▶ [WHAT YOU HAVE TO DO] Render every line of the items below as a Markdown table with two columns, Row and Line, numbering the rows in order and leaving out any blank lines.
---------------
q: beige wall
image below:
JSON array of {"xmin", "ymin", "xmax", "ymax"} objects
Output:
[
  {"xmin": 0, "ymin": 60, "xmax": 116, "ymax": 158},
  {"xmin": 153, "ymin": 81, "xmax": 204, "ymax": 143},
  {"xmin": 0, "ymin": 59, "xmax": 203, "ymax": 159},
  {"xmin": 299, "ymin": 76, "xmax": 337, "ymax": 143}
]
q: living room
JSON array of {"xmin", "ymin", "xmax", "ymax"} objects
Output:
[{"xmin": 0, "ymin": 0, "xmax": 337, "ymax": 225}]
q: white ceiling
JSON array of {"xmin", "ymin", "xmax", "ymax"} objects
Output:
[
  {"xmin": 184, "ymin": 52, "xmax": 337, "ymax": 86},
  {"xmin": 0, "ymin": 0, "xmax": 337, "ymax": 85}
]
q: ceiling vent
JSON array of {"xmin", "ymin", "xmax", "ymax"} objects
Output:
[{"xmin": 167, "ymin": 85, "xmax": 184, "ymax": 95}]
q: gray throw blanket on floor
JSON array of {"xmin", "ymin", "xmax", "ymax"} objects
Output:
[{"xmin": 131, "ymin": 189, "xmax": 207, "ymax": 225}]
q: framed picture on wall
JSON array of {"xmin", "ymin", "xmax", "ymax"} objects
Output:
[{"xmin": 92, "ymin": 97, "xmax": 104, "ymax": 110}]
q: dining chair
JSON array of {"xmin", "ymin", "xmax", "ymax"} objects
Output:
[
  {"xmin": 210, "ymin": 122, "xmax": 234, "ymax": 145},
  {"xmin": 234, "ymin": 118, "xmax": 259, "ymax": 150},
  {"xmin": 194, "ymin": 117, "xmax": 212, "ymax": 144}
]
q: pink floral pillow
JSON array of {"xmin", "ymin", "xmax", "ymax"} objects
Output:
---------------
▶ [SOLUTION TO THE EXERCISE]
| Row | Line |
|---|---|
| 1 | q: beige wall |
| 2 | image below: |
| 3 | JSON array of {"xmin", "ymin", "xmax", "ymax"} objects |
| 4 | Output: |
| 5 | [ |
| 6 |   {"xmin": 0, "ymin": 60, "xmax": 116, "ymax": 158}, |
| 7 |   {"xmin": 153, "ymin": 81, "xmax": 204, "ymax": 143}, |
| 8 |   {"xmin": 0, "ymin": 59, "xmax": 203, "ymax": 159}, |
| 9 |   {"xmin": 299, "ymin": 76, "xmax": 337, "ymax": 143} |
| 10 | ] |
| 11 | q: living room |
| 12 | JSON array of {"xmin", "ymin", "xmax", "ymax"} objects |
| 13 | Output: |
| 14 | [{"xmin": 0, "ymin": 0, "xmax": 337, "ymax": 225}] |
| 15 | q: white ceiling |
| 16 | JSON array of {"xmin", "ymin", "xmax", "ymax"} objects |
| 17 | Output: |
| 18 | [ |
| 19 |   {"xmin": 184, "ymin": 52, "xmax": 337, "ymax": 86}, |
| 20 |   {"xmin": 0, "ymin": 0, "xmax": 337, "ymax": 85} |
| 21 | ] |
| 22 | q: ceiling vent |
| 23 | JSON array of {"xmin", "ymin", "xmax", "ymax"} objects |
| 24 | Output: |
| 25 | [{"xmin": 167, "ymin": 85, "xmax": 184, "ymax": 95}] |
| 26 | q: gray throw blanket on floor |
| 27 | JSON array of {"xmin", "ymin", "xmax", "ymax"} objects |
| 28 | Output: |
| 29 | [{"xmin": 131, "ymin": 189, "xmax": 207, "ymax": 225}] |
| 30 | q: framed picture on wall |
| 31 | JSON array of {"xmin", "ymin", "xmax", "ymax"} objects |
| 32 | Output: |
| 33 | [{"xmin": 92, "ymin": 97, "xmax": 104, "ymax": 110}] |
| 34 | q: dining chair |
| 35 | JSON array of {"xmin", "ymin", "xmax", "ymax"} objects |
| 36 | Output: |
| 37 | [ |
| 38 |   {"xmin": 210, "ymin": 122, "xmax": 234, "ymax": 145}, |
| 39 |   {"xmin": 234, "ymin": 118, "xmax": 259, "ymax": 150}, |
| 40 |   {"xmin": 194, "ymin": 117, "xmax": 212, "ymax": 144} |
| 41 | ] |
| 42 | q: pink floral pillow |
| 43 | JSON array of {"xmin", "ymin", "xmax", "ymax"} objects |
| 44 | Output: |